日本の「門」は狭すぎる 急増する世界の難民

(14/7/6 信濃毎日新聞社説)

内戦や武力紛争がやまない世界。日本が担うべき役割とは何だろうか。解釈改憲で海外での武力行使に踏み出すことでも、非軍事主義を貫いてきた政府開発援助(ODA)の原則を見直すことでもないはずだ。平和憲法の下、なすべきことはほかにある。

世界の難民が急増している。国連が定める「世界難民の日」の6月20日、国連難民高等弁務官事務所(UNHCR)は、国外へ逃れた難民や国内避難民が2013年末時点で総計5120万人に上ると発表した。前年末から600万人も増加。第2次大戦後初めて5千万人を超えた。

とりわけ、内戦が長期化するシリアからの大量の難民流出は深刻だ。13年末の247万人が今年に入ってさらに増え、6月には290万人に達している。

人口約480万人のレバノンが100万人を超す難民を受け入れているのをはじめ、周辺国はすでに“飽和”状態にある。市民生活に影響が及び、難民への食糧や医療の提供も十分ではない。

イラクでもイスラム過激派勢力と政府軍の戦闘が激化し、今後、大量の難民が国外に逃れる心配がある。UNHCRは「中東地域が新たな難民に対処するのは国難」と指摘している。

停戦や和平に向けた外交努力が欠かせない一方で、増え続ける難民をどう保護していくか。日本を含む先進国は、周辺国に逃れた難民を自国に受け入れる第三国定住の制度などによって、積極的な受け入れを図る必要がある。

日本に逃れてくる人も増えている。13年は過去最多の3260人が難民認定の申請をした。
しかし、認定されたのはわずか6人。前年より12人減り、1997年以来の1桁となった。認定難民とは別の第三国定住での受け入れも、12年はゼロ、13年は18人にとどまっている。

シリアからは、13年までの3年間に50人以上が難民認定を求めたが、1人も認められていない。人道的配慮から在留を特別に許可しているものの、認定された場合と異なり、定住のための、語学や就労の公的支援は受けられない。家族を呼び寄せることも難しい。

<厳しい姿勢変えず>

13年に米国は2万1千人余、ドイツは約1万人、フランスは約9千人を難民認定している。

日本政府は、難民支援に多額の財政負担をしてきた。UNHCRへの拠出額は長年、米国に次ぐ2位だ。その一方で、受け入れ数が欧米諸国に比べ圧倒的に少ないのはなぜか。認定基準の厳しさが背後にある。

難民条約は、人種や宗教、政治的意見などを理由に迫害を受ける恐れがあるため他国へ逃れた人を難民と定義する。条約ができたのは東西冷戦下の51年。その時代背景から、「政治難民」の保護を想定していた―と、元UNHCR駐日代表で東洋英和女学院大教授の滝沢三郎さん(東筑摩都筑北村出身)は指摘する。

60年余を経る中で、状況は大きく変わってきた。今、大多数を占めるのは、戦争や内戦から逃れる「紛争難民」だ。彼らは、厳密には条約上の定義に当てはまらない。深刻化する難民問題に国際社会の対応が追いつかないのは、そこにも理由がある。

▶ _作業依頼 A_:
社説の「イラクでもイスラム過激派勢力」から「な受け入れを図る必要がある。」までを一字一句変えずに書き出してください。
▶ _作業依頼 B_:
社説の記述をもとに、次の各問いに答えてください。
(i) UNHCRが発表した、2013年末時点の国外へ逃れた難民と国内避難民の総計は何人か。
(ii) 2013年に日本で難民認定されたのは何人か。
(iii) 2013年にドイツが難民認定したのは約何人か。
データはこの作業には使いません。

▶ _利用可能なデータ_:
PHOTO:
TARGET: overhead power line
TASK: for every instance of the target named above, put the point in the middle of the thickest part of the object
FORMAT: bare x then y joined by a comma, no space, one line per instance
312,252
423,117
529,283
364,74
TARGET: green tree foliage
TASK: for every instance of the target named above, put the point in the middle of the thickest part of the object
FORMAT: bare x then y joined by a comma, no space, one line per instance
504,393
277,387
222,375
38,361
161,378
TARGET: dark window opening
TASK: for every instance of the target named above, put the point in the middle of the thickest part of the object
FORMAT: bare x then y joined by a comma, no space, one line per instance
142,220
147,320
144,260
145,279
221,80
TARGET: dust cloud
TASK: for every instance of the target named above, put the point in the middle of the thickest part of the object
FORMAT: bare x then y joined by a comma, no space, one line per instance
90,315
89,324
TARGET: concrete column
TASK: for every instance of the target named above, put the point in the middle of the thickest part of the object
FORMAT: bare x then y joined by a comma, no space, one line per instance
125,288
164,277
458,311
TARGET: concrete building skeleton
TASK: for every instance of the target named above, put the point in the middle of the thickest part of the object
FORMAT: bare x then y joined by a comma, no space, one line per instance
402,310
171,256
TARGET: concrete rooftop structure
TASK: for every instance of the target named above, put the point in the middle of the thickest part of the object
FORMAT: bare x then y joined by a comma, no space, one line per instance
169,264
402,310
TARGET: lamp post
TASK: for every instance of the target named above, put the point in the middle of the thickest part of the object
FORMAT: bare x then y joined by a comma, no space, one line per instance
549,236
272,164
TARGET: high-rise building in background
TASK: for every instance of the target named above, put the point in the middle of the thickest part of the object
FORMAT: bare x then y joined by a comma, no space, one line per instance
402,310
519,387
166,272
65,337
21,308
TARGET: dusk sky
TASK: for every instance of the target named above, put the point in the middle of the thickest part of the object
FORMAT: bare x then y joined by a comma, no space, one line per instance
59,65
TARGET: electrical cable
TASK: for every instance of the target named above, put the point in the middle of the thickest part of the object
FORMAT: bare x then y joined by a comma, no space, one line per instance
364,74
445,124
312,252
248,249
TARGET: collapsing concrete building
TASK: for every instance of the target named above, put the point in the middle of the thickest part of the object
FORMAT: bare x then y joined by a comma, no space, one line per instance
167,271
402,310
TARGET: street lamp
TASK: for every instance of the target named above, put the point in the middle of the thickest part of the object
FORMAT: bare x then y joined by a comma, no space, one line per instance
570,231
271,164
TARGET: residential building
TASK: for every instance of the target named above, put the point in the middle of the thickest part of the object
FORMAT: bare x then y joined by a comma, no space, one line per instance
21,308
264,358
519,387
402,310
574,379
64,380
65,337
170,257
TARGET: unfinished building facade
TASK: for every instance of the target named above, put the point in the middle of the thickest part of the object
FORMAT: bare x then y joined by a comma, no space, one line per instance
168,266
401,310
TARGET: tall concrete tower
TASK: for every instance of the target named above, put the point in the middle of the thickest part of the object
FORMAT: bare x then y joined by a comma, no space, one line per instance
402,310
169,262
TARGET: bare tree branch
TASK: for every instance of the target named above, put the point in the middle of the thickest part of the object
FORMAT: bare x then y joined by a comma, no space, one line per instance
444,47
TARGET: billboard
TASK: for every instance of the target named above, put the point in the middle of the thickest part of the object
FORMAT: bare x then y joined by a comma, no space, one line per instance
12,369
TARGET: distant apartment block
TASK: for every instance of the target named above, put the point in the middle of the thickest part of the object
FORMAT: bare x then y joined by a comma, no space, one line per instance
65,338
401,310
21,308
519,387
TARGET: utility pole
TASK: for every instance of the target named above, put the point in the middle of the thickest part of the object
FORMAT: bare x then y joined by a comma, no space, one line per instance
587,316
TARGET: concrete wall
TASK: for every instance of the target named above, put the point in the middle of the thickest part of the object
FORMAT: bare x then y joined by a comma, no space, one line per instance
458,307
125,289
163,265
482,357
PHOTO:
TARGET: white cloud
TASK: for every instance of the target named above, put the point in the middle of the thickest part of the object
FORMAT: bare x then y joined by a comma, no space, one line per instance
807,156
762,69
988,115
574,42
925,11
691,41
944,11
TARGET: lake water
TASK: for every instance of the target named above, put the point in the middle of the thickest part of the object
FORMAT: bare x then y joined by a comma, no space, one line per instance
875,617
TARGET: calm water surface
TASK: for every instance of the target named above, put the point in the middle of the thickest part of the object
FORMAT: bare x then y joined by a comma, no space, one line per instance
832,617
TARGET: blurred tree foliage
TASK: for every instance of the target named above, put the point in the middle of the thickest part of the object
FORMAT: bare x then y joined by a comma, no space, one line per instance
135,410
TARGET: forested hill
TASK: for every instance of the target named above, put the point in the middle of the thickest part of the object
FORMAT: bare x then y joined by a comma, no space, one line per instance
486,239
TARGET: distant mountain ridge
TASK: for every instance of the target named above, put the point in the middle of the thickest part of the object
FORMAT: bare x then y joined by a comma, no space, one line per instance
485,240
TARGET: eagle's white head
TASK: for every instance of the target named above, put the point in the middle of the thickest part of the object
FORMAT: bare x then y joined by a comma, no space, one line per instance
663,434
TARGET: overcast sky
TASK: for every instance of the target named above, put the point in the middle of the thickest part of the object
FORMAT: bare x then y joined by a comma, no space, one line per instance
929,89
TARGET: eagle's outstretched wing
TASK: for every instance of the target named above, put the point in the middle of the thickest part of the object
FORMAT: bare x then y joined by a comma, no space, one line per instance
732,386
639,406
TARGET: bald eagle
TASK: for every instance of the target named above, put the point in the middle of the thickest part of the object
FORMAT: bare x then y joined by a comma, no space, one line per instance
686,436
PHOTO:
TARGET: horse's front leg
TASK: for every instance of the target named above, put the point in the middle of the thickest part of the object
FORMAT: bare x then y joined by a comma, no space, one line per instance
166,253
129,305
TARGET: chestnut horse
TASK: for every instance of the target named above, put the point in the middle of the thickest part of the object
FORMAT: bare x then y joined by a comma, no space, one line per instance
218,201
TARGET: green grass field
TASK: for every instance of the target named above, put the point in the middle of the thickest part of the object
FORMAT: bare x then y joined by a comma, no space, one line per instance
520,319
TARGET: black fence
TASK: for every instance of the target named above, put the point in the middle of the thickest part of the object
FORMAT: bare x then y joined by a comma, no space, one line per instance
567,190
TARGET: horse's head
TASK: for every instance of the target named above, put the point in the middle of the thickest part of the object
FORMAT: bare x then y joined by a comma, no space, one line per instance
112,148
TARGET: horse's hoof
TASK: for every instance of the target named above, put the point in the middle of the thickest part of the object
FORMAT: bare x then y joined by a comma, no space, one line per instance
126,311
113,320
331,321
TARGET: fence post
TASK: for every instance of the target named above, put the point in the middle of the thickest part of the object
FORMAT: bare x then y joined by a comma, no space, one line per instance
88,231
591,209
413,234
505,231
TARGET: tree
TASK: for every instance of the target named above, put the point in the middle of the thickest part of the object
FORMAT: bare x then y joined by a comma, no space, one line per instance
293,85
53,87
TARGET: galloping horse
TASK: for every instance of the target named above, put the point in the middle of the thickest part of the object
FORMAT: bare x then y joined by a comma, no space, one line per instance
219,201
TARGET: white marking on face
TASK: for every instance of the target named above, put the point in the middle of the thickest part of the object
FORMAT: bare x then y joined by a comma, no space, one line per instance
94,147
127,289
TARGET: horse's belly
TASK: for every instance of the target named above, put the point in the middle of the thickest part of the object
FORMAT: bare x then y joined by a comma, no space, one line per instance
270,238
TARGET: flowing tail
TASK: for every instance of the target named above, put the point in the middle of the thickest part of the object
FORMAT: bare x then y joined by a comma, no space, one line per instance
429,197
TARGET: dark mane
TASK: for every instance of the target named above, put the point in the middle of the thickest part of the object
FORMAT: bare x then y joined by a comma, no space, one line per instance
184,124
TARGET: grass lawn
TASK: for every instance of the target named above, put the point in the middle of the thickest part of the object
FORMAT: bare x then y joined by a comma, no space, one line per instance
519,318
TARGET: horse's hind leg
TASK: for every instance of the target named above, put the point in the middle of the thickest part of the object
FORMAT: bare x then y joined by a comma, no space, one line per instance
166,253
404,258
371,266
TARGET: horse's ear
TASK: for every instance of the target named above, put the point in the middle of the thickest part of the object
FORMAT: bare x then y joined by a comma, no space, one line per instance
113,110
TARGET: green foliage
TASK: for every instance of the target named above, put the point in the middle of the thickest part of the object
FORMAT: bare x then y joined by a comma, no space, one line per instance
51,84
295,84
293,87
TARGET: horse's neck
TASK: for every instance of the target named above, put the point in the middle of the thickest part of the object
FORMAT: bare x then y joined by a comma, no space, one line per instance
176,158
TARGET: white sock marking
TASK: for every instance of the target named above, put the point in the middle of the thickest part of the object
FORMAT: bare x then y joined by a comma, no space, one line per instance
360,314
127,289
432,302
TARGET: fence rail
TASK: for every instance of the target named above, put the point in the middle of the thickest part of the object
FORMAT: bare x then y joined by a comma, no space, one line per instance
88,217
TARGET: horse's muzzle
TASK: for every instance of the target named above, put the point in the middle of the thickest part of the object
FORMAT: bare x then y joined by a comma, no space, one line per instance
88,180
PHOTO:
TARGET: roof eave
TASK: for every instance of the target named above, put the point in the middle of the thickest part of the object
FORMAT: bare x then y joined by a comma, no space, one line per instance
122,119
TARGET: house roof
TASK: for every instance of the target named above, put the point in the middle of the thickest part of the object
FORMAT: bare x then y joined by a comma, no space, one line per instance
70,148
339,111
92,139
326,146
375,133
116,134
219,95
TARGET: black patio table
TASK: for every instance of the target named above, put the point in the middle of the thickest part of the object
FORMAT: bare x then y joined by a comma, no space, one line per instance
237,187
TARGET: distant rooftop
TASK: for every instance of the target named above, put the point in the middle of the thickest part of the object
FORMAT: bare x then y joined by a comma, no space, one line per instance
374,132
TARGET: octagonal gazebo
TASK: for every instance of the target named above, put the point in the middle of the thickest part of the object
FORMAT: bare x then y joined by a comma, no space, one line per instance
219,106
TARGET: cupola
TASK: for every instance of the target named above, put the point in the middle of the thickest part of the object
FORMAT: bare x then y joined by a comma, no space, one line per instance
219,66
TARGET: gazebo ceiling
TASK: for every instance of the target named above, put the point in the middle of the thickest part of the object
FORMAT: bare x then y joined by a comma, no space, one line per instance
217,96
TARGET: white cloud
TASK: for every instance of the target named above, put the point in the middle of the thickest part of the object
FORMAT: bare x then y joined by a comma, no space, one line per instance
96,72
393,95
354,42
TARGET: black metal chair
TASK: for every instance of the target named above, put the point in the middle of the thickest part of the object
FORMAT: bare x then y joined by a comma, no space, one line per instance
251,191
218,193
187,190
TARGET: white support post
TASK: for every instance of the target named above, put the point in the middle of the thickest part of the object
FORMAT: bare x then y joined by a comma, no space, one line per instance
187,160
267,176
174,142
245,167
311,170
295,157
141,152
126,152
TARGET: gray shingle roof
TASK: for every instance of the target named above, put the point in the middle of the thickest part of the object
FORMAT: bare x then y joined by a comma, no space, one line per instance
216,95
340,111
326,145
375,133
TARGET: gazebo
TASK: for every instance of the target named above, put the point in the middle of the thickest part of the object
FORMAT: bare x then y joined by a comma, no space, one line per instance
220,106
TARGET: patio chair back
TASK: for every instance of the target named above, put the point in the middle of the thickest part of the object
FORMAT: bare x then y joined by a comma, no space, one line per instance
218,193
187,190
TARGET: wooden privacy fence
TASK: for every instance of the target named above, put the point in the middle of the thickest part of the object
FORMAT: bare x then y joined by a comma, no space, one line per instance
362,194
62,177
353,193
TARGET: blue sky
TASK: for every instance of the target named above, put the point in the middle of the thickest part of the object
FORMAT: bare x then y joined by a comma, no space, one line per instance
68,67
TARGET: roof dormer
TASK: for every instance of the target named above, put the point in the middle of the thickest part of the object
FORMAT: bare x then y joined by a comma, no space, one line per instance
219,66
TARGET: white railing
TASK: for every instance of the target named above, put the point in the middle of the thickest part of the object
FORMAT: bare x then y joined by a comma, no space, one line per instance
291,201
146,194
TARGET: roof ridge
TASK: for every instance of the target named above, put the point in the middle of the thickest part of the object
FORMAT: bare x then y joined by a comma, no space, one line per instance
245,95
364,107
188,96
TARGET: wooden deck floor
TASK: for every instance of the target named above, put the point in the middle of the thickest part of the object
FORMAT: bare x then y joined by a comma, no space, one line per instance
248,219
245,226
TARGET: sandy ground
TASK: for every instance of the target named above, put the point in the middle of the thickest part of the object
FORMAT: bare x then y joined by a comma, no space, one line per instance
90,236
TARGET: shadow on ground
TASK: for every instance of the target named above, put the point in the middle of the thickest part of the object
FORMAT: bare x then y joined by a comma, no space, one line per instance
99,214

▶ _解答 A_:
イラクでもイスラム過激派勢力と政府軍の戦闘が激化し、今後、大量の難民が国外に逃れる心配がある。UNHCRは「中東地域が新たな難民に対処するのは国難」と指摘している。

停戦や和平に向けた外交努力が欠かせない一方で、増え続ける難民をどう保護していくか。日本を含む先進国は、周辺国に逃れた難民を自国に受け入れる第三国定住の制度などによって、積極的な受け入れを図る必要がある。

▶ _解答 B_:
(i) 5120万人
(ii) 6人
(iii) 約1万人